Page extract:
— begin —

I cycled four miles to take Granny a bunch of buttercups. 'Thanks for the weeds,' she said
Monday 22 January 1996
"You mean just one type of food?"
"Yup." He mouth-snatches a piece of cheese straight from the cheese knife (a Myerson habit).
"Mashed potato - but I don't know if it's got enough in it nutritionally."
"Forget nutrition, that's not the issue - we don't have to worry about that."
"Definitely mashed potato then."
"I might have known you'd go for that." He sighs as though this confirms some private, depressing theory about me.
"So what would yours be?" I ask him.
"Chaumes," he rocks dangerously back on his chair (another Myerson habit). "It's unbelievably wonderful. Or maybe apricot jam."
"Chaumes? You couldn't! It stinks of feet, it's so rich. I really could eat mashed potato for the rest of my life and not get sick of it."
"You're a sad woman."
"You're a sad man."
"Deathless Wildean riposte - I feel thoroughly humiliated."
He sits there in his shabby moleskins and baggy sweater, legs stretched, tipping his chair. Then, looking around for new mischief, he flicks my angel chimes with a disdainful finger - "Jesus, how long do we have to have this here?"
"They're supposed to be put away with the Christmas decorations," I say.
The angel chimes were a sentimental buy. Three flimsy mock-brass angels hang from a little carousel, which is spun round by the heat of four skinny candles. As they go round, their dangly bits hit two little cymbals - ching-ching, ching-ching.
Granny Pike had angel chimes on her table, with the plastic fake-doily tablecloth. My sisters and I would watch them go round as we ate our Campbell's cream of mushroom, synthetically soft white rolls and Dairylea triangles. Granny Pike had a hiatus hernia, which isn't remotely funny, but for some reason my sisters and I just could not hear those words hiatus and/or hernia - without bursting into uncontrollable giggles.

— end —

Available data:

— begin —

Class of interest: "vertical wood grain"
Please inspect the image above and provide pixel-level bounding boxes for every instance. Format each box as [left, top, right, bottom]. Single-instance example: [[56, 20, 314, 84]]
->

— end —

Stated goal A: Write out the stretch of the diary extract from "Granny Pike had angel" through "into uncontrollable giggles.".
Stated goal B:
Answer these questions from the diary extract, one per line:
(i) What date heads the entry?
(ii) Which cheese does he name as the one food he would choose?
(iii) How many candles turn the carousel of the angel chimes?

Worked answer A:
Granny Pike had angel chimes on her table, with the plastic fake-doily tablecloth. My sisters and I would watch them go round as we ate our Campbell's cream of mushroom, synthetically soft white rolls and Dairylea triangles. Granny Pike had a hiatus hernia, which isn't remotely funny, but for some reason my sisters and I just could not hear those words hiatus and/or hernia - without bursting into uncontrollable giggles.

Worked answer B:
(i) Monday 22 January 1996
(ii) Chaumes
(iii) Four